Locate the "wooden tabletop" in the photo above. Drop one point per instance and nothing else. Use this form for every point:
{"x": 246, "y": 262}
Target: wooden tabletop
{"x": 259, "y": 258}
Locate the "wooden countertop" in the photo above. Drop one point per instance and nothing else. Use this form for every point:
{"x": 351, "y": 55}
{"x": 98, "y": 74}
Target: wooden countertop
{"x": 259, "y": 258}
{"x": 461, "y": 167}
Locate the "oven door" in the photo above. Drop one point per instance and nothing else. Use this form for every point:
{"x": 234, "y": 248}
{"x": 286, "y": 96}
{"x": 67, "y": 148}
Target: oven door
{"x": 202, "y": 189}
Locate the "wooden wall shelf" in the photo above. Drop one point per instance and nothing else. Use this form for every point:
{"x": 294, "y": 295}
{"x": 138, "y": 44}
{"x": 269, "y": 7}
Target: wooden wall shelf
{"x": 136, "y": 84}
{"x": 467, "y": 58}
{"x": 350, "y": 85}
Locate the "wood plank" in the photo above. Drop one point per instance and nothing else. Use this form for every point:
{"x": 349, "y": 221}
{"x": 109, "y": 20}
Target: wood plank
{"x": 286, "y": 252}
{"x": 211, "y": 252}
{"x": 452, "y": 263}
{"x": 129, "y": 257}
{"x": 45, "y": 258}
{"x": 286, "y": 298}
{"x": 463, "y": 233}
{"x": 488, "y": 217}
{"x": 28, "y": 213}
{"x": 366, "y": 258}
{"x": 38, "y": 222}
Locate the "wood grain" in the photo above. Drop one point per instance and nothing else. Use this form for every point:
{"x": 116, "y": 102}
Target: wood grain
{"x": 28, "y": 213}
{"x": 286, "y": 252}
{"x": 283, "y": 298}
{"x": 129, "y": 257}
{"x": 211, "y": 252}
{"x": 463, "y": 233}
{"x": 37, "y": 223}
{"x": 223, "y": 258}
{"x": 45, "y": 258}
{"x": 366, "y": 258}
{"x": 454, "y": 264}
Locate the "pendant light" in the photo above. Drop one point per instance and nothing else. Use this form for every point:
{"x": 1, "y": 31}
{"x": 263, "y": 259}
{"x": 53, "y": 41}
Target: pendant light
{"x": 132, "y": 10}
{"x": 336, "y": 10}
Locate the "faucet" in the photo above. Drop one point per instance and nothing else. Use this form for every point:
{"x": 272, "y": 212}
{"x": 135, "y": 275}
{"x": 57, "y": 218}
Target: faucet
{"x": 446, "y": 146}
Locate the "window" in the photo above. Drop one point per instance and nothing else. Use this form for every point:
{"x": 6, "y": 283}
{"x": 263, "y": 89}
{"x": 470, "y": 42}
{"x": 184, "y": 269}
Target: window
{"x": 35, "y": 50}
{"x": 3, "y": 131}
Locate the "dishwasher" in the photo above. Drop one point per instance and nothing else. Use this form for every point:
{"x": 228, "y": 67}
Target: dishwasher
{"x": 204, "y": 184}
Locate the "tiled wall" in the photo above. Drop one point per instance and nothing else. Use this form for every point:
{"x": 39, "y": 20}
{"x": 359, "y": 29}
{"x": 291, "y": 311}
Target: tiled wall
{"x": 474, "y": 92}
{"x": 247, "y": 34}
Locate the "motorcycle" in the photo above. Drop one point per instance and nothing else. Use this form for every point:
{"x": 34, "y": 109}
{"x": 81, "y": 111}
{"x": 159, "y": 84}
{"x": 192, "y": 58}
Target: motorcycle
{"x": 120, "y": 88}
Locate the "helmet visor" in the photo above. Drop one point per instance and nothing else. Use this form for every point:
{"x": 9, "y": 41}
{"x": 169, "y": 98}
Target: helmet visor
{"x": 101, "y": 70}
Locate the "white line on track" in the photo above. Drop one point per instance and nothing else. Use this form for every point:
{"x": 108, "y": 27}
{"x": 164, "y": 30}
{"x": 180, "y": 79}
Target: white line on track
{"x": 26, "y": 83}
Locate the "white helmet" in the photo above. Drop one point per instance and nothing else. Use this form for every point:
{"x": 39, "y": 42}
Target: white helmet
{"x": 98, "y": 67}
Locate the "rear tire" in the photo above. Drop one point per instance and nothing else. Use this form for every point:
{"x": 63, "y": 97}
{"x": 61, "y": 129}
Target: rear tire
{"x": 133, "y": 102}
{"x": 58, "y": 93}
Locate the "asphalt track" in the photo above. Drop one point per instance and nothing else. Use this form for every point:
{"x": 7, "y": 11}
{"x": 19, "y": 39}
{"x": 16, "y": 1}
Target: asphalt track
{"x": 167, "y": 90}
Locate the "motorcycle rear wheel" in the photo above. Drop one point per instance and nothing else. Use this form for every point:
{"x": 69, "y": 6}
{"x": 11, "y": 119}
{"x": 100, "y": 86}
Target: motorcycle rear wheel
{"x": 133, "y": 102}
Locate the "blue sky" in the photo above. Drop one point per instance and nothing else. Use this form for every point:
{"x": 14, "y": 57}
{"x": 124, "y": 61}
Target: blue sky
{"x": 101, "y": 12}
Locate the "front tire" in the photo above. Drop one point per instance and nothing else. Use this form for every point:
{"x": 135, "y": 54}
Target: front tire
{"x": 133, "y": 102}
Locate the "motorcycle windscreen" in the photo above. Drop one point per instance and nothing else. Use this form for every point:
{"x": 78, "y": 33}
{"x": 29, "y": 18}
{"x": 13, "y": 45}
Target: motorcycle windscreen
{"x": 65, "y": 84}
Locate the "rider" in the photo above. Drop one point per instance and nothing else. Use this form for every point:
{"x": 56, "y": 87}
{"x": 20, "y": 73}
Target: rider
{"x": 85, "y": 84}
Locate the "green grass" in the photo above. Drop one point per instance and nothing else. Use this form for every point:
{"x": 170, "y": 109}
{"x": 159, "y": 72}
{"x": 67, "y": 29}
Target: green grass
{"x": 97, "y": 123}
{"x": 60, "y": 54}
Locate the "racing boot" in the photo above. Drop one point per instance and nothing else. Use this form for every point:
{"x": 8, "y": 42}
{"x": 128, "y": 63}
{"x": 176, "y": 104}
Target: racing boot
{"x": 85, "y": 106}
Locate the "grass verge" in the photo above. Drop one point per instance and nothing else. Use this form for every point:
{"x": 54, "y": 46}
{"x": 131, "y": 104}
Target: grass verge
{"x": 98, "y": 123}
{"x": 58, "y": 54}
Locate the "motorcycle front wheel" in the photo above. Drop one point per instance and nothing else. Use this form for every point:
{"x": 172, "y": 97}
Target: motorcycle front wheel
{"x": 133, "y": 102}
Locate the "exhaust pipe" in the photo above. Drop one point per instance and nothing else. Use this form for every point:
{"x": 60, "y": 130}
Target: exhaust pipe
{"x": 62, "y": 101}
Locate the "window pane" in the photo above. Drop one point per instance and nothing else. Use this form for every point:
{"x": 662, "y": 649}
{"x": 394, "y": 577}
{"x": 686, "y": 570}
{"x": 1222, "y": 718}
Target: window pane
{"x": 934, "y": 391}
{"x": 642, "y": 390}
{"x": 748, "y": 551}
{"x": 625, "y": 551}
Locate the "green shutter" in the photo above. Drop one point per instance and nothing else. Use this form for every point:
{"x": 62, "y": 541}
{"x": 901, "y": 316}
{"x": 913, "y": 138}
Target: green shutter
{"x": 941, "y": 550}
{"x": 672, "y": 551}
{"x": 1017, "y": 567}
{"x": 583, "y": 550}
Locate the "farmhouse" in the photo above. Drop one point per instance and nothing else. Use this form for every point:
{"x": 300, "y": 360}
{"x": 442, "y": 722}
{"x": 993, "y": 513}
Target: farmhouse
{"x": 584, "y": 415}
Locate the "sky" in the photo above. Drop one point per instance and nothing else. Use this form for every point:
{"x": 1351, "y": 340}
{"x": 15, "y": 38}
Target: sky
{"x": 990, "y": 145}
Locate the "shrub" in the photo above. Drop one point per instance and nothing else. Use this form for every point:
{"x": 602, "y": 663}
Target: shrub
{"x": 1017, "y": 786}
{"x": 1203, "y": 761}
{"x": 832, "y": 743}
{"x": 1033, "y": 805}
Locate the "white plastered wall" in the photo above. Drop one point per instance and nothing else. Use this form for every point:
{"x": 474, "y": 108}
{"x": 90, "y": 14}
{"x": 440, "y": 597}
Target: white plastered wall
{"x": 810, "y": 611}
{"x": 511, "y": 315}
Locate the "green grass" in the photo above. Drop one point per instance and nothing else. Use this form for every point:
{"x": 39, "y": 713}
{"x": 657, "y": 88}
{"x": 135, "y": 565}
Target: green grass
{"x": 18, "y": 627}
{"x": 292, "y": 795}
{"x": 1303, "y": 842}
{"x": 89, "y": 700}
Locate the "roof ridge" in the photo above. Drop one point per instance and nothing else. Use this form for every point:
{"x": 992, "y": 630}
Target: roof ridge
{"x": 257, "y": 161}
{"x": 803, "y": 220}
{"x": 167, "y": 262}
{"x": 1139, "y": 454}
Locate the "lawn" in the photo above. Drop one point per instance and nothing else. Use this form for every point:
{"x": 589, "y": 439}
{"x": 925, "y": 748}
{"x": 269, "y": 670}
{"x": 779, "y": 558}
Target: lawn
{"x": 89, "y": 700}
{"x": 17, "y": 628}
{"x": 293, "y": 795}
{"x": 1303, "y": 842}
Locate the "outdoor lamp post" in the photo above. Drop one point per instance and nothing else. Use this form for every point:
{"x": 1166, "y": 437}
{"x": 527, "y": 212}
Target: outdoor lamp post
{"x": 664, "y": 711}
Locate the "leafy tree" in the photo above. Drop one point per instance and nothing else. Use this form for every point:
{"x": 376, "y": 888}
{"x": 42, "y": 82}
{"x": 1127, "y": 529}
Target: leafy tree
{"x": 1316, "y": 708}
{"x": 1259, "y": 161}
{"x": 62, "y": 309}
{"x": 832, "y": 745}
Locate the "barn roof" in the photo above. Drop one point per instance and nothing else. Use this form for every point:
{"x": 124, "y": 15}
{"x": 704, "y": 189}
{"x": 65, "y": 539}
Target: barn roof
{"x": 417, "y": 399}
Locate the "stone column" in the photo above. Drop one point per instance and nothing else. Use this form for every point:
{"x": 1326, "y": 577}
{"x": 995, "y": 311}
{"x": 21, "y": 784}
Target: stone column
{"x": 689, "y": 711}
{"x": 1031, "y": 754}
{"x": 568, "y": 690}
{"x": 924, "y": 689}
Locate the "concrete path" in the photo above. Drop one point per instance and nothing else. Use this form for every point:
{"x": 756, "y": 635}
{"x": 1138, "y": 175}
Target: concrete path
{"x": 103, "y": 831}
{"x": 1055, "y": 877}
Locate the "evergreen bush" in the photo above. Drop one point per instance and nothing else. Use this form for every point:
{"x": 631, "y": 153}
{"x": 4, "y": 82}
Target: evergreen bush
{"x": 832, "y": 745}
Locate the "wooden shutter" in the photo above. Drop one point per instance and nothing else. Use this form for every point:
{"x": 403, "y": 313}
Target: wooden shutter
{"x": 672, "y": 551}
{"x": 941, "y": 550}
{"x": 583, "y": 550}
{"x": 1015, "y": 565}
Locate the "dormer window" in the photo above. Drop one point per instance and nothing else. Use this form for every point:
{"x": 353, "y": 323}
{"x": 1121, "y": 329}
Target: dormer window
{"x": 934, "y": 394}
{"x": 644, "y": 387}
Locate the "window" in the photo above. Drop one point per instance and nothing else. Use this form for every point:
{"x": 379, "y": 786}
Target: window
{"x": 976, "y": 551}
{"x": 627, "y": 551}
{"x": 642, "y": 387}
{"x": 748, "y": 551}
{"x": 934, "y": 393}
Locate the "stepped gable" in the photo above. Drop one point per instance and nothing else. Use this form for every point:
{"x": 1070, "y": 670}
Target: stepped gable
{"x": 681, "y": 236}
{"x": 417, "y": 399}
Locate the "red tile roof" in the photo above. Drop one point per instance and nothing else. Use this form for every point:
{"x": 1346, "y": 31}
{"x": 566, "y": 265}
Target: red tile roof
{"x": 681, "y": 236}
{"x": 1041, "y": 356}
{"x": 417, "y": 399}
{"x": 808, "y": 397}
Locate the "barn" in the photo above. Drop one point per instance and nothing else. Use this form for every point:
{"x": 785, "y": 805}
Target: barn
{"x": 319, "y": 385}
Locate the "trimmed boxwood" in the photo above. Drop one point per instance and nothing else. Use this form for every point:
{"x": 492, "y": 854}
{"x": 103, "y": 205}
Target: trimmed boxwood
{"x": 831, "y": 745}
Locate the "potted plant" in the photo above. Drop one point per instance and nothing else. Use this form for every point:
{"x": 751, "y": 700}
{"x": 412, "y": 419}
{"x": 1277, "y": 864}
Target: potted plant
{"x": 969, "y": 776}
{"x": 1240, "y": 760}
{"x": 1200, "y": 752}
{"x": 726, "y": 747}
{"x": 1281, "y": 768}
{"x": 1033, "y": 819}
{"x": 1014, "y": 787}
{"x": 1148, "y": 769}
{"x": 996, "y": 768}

• STATED PROBLEM:
Count the lines in the items that contain the string "shrub", with case counting. Reply with the number alone.

• EXERCISE ANSWER:
2